> [EXERCISE GOAL]: What are the lines from the one containing "Each returned point MUST lie on the matching window" through the end of the listing below? Return them exactly, and only them.
--- START ---
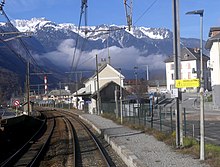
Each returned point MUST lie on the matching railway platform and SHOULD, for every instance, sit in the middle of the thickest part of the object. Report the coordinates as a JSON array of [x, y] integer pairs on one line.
[[138, 149]]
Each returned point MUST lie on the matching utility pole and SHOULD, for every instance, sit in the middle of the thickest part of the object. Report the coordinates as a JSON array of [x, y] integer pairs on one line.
[[76, 91], [98, 93], [28, 87], [202, 131], [177, 55], [121, 111], [128, 12], [116, 101]]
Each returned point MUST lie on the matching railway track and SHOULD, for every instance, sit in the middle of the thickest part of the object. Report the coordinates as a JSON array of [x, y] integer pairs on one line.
[[88, 149], [64, 140], [30, 153]]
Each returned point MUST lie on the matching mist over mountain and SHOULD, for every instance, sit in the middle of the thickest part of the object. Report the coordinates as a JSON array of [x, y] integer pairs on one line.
[[56, 47]]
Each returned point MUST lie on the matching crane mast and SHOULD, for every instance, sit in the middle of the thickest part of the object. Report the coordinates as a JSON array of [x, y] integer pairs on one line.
[[128, 13]]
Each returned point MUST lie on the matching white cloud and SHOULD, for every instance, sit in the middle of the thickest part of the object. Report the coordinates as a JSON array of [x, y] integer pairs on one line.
[[125, 58]]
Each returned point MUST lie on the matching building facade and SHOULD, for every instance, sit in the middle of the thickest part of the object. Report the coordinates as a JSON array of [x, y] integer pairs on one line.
[[106, 74], [213, 45], [190, 68]]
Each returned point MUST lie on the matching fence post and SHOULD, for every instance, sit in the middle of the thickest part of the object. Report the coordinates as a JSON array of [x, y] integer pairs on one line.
[[152, 115], [160, 119], [171, 119], [184, 112]]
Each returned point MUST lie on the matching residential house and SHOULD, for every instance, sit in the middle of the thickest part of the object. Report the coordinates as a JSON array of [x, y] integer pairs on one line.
[[189, 68], [58, 96], [213, 44], [108, 77]]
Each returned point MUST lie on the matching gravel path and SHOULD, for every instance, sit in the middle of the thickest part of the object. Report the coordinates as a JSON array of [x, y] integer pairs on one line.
[[138, 149]]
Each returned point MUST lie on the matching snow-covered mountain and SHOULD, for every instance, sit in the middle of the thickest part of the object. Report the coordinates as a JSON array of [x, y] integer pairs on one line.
[[55, 44]]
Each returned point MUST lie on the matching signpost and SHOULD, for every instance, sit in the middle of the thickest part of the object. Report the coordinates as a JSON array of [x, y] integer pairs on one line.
[[187, 83], [16, 103]]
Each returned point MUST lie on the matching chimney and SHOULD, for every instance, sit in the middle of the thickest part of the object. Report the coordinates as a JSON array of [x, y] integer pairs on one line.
[[196, 50]]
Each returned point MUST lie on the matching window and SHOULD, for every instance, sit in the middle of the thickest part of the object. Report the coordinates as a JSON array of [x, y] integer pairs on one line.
[[189, 75], [189, 65], [172, 66]]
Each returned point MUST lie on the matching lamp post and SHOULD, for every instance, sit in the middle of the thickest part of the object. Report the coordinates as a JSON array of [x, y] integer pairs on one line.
[[202, 147], [121, 111], [136, 80]]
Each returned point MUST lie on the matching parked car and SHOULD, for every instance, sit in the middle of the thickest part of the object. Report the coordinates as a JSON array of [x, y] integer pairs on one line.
[[165, 91]]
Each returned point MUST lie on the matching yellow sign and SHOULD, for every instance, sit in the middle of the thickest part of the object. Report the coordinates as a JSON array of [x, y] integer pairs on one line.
[[187, 83]]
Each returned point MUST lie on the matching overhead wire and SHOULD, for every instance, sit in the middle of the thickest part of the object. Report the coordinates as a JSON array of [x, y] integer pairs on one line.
--- END ---
> [OUTPUT BELOW]:
Each returned point MUST lie on the matching window and SHOULD, for every instance, sit in the middle of the thickest part of the object. Report the coordinates as a JSON array of [x, y] integer pairs on one line.
[[189, 75], [189, 65], [172, 66]]
Each returned point MUST lie on the matching lamp post and SHOULD, for every instance, sit in the middle of the thickest part of the object. Report the coordinates as a JSON array of [x, y] integer pairs on one line.
[[202, 147], [121, 111], [136, 80]]
Each returned point MUST lie on the matching parked car and SHOULD, for every instance, sit in the middle of the thickest part of the object. Report the coordinates as a JSON array of [x, y] integer pairs on one line.
[[165, 91]]
Each returned point MUST lie on the matching yellow sign and SHOULD, for every instance, sit in the middle of the thickest part of the object. Report the coordinates as a JSON array of [x, y] integer pairs on one line.
[[187, 83]]
Each returned point MUST lie on the matching overhead wire and SHOULD, for every instance, sit in the middle of the thickest part of the object. Report the coordinates as a JSON array of [x, y] integer pairs on one line.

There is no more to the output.